DOCUMENT SEGMENT:
Just as the arrogance of “forgiveness” weakens us, the humility of “acceptance” empowers us. It is ours to decide which feels best and does the most good. Always remember, we did not create the cycle of life. We are merely participants, and our day in the Sun lasts for a very short time.
This is our chance to enjoy, transform and better ourselves and our children, just as those who came before did for us, whether we know it or not. Taking our rightful place as the smallest member of the family system allows us to evolve into something great. Honor and gratitude, along with ACCEPTANCE, breaks the cycle of slavery to which Forgiveness binds us. Our ACCEPTANCE of life AS IT IS, along with accepting our parents AS THEY ARE and our larger family system AS IT WAS, relieves us of our self-appointed role as judge and jury. To remain neutral without judgments also leads us to accept the good things we inherited more deeply. By letting those who wronged or hurt us own their own Perpetrator/Victim energy, we release ourselves from the entanglement and let the fate and responsibility rest where it belongs — with them.
This isn’t about blame or shaming others for the choices they made. It is about honoring our own part in it and the acknowledgement that with acceptance comes release. Life seems to be inherently good, as everyone who shares life has always tried to follow his or her good conscience to the best of their ability. Often such incidents occurred in a place and time predating your own creation and admission into the family system — and which, on the deepest of levels, was probably agreed to all along. Accepting these simple truths will free you and strengthen your resolve without any need to “FORGIVE.” Bow Down in thankfulness & gratitude as you ACCEPT your life as a Gift that was Given.
Bow Down to all those who came before, as they remain alive at your innermost core, seeing the world through your eyes.
Bow Down to the suffering and strife that your ancestors endured, surviving the conditions that led to your life.
Bow Down to all the pain that life may have caused, for you are the JOY of their toil and labor that can’t be ignored.
Bow Down yet again to your very own parents, even if their gifts to you were never apparent.
Bow Down to the mysteries of life that fail to make sense; it’s God’s way of showing there’s always a chance.
Bow Down to it all, no matter what you think. If you do not stop to do this, your life could be gone in a blink.
To Bow Down is a humble act of honoring those who came before. If you can’t Bow Down to your creator, then what in your life means more?

PROBLEM DETAILS:
Say whether each statement agrees with the passage on acceptance and forgiveness, answering yes or no and quoting the deciding words. 1. Honor and gratitude, together with acceptance, break a cycle of slavery. 2. The passage calls for blaming those whose choices hurt us. 3. Our day in the Sun lasts a long time. Rely only on the passage on acceptance and forgiveness.

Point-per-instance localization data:
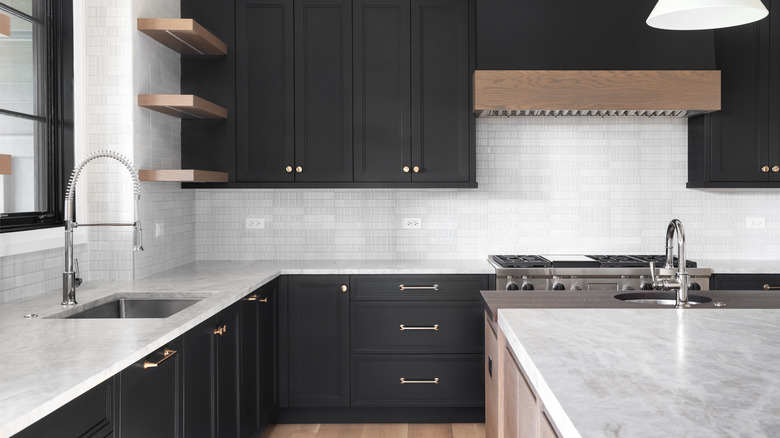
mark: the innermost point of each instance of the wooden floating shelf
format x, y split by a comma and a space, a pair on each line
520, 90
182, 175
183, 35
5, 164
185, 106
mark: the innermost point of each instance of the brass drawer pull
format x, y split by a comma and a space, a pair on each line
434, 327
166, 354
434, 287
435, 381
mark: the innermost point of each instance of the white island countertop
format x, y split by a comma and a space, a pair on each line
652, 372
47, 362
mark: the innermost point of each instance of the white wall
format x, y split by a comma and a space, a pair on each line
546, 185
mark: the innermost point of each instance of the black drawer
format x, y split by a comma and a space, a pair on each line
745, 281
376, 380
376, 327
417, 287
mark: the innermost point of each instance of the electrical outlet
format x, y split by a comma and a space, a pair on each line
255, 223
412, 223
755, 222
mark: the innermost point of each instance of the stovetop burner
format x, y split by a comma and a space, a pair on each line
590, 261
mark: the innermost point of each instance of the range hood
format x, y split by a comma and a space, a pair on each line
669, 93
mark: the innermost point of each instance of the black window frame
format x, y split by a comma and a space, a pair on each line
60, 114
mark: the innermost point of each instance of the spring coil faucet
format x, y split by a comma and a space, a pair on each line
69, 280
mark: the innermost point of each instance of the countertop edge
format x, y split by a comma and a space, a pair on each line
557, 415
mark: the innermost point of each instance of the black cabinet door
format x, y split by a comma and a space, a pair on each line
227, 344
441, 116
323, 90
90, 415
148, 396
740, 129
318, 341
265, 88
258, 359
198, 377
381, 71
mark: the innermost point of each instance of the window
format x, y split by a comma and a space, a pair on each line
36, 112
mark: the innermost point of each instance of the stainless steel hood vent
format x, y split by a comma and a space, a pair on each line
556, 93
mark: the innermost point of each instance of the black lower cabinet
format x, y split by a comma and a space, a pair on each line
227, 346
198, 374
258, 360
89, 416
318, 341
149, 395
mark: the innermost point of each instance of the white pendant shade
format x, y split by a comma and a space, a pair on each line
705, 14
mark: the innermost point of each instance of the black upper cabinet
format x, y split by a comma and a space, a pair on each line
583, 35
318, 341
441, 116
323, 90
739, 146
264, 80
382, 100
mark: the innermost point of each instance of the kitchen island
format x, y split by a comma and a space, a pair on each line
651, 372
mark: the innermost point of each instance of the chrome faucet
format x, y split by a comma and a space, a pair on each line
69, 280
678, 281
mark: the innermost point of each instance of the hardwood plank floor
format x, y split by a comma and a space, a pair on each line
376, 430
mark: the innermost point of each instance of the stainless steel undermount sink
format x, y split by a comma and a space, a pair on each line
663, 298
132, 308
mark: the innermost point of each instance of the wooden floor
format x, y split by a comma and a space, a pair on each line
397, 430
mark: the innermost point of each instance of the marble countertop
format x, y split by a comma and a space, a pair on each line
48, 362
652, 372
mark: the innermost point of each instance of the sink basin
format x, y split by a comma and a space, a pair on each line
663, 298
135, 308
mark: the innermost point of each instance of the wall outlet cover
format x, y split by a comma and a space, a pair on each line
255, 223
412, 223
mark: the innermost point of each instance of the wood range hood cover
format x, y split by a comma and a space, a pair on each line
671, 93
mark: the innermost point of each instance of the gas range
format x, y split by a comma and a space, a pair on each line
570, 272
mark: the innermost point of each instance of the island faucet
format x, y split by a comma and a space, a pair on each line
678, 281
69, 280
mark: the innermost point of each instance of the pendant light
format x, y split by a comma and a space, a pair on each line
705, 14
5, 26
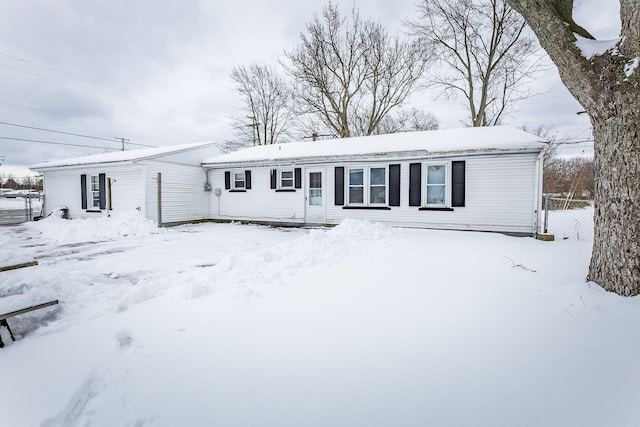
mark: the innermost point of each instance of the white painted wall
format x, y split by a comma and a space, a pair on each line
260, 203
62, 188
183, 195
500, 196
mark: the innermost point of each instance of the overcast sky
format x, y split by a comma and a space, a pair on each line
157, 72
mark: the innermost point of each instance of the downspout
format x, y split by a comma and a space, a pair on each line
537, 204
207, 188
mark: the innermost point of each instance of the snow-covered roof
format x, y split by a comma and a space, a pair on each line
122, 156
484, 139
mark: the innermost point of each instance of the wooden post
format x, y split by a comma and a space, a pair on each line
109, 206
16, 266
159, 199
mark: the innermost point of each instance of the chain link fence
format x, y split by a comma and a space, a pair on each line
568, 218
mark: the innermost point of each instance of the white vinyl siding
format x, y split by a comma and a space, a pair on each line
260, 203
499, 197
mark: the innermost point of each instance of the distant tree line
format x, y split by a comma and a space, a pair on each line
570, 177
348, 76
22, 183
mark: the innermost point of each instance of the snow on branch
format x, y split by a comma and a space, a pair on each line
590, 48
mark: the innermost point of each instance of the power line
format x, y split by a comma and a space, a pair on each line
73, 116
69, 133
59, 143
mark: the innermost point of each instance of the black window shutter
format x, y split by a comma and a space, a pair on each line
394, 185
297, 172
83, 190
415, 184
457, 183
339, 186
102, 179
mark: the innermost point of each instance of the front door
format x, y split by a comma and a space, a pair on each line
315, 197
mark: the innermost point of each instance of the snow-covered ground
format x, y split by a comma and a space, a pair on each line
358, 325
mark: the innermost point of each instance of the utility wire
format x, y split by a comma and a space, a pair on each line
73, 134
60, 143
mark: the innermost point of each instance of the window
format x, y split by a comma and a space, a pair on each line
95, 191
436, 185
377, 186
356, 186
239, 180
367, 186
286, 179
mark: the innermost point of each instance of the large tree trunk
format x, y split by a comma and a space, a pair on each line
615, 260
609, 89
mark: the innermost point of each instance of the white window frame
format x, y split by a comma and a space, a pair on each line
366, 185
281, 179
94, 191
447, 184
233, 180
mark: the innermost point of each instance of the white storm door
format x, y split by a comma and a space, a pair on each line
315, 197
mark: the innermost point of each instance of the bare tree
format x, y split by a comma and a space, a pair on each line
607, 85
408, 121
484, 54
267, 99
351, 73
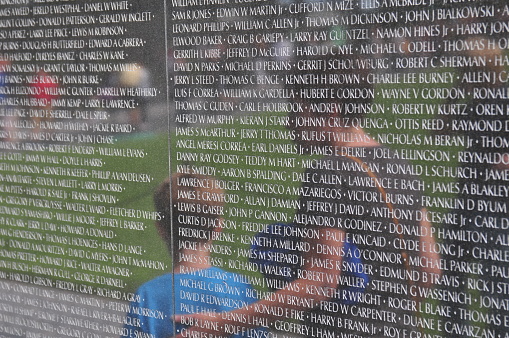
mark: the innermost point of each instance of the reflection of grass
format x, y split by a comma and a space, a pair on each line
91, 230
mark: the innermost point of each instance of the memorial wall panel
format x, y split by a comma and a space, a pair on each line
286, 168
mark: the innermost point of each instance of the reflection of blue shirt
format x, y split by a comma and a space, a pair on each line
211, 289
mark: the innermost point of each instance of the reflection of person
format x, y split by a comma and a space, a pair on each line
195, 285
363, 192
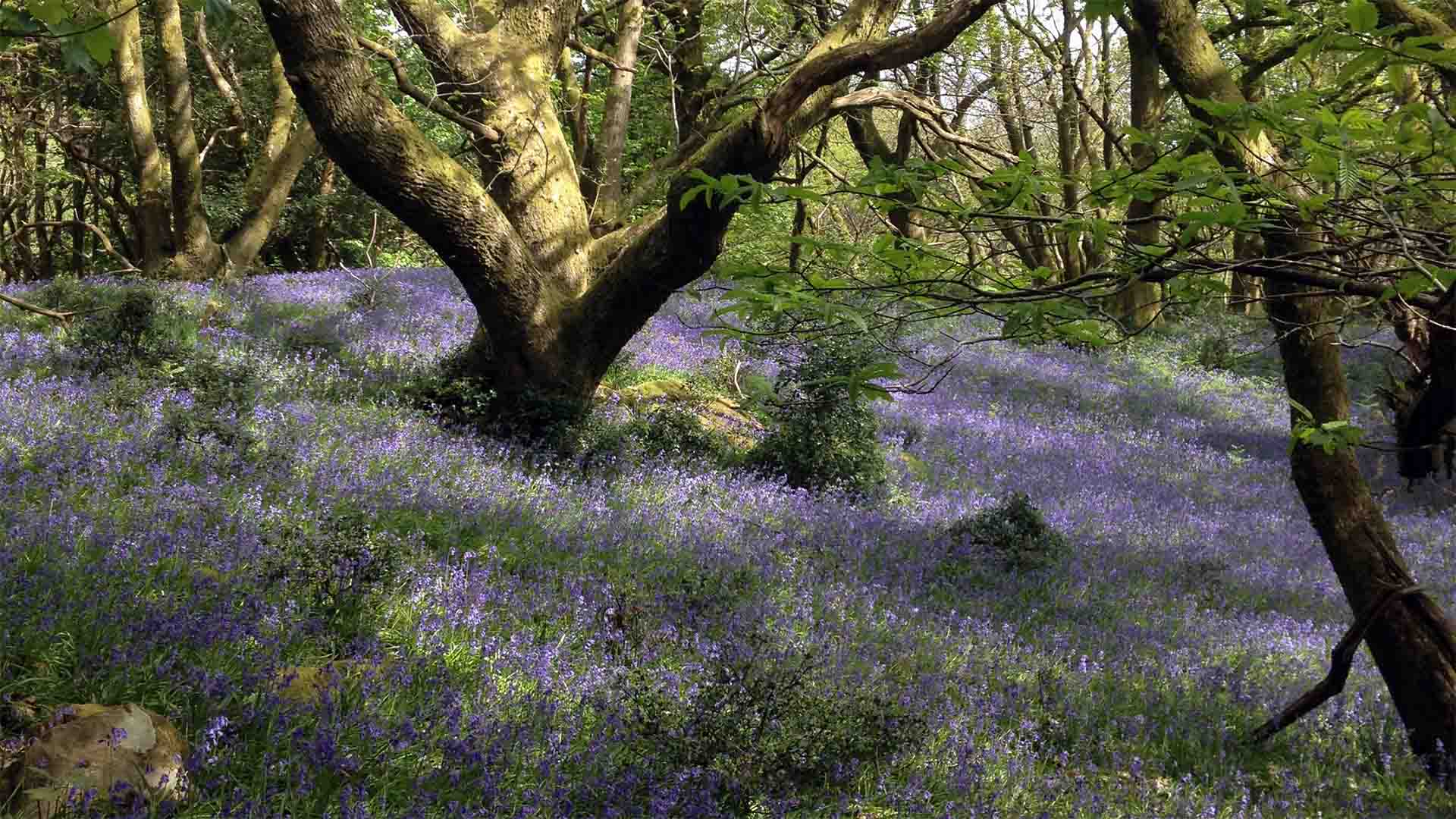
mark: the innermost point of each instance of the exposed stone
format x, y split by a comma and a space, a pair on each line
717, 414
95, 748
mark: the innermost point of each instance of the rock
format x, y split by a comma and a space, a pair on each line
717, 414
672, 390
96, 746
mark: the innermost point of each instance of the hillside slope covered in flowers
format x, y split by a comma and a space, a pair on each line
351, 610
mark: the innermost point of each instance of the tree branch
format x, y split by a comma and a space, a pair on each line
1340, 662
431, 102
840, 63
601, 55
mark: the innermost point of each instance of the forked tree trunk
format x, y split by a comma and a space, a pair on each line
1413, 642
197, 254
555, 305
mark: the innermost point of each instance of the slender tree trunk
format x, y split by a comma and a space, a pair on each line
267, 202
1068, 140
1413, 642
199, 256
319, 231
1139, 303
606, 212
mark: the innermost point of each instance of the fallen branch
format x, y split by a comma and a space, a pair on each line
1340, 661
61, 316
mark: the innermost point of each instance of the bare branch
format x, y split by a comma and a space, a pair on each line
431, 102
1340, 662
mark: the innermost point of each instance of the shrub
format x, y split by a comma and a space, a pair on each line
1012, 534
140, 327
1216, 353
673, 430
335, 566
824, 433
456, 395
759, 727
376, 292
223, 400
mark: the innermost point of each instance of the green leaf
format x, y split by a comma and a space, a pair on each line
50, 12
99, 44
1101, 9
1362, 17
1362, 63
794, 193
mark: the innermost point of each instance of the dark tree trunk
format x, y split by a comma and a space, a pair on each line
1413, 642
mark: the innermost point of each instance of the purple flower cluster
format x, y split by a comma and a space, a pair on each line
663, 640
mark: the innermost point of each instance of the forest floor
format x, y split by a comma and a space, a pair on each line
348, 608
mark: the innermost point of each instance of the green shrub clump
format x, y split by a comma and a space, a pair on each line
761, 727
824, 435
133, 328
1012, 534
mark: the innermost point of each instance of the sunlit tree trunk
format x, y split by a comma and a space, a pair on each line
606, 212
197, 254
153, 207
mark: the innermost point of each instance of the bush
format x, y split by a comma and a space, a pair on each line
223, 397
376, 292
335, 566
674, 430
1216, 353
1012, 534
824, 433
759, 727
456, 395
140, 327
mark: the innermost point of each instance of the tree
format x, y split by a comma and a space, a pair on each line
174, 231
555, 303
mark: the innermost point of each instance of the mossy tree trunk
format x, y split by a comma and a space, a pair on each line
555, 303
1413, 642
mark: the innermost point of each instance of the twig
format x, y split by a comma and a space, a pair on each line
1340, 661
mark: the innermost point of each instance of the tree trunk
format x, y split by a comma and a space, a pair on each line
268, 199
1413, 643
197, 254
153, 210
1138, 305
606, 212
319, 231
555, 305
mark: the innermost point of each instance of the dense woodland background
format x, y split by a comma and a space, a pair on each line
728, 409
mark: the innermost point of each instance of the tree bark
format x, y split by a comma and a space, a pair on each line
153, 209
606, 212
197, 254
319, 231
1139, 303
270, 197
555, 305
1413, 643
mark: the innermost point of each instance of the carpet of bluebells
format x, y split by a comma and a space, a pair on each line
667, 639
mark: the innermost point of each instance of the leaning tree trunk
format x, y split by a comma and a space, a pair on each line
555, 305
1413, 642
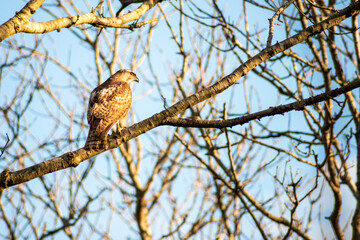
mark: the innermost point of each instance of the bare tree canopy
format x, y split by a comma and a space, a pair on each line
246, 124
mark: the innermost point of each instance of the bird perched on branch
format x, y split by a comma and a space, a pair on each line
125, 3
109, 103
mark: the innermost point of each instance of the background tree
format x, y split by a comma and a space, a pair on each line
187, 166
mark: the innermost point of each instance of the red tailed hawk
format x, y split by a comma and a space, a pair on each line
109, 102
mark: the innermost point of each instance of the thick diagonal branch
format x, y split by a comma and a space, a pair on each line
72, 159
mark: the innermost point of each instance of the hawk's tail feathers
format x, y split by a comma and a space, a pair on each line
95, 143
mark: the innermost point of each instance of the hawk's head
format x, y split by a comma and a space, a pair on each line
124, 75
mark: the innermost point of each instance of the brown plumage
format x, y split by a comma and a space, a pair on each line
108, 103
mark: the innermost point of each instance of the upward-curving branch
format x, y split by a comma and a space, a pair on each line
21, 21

RESULT:
1. Yes: "Honor and gratitude, along with ACCEPTANCE, breaks the cycle of slavery to which Forgiveness binds us."
2. No: "This isn’t about blame or shaming others for the choices they made."
3. No: "our day in the Sun lasts for a very short time."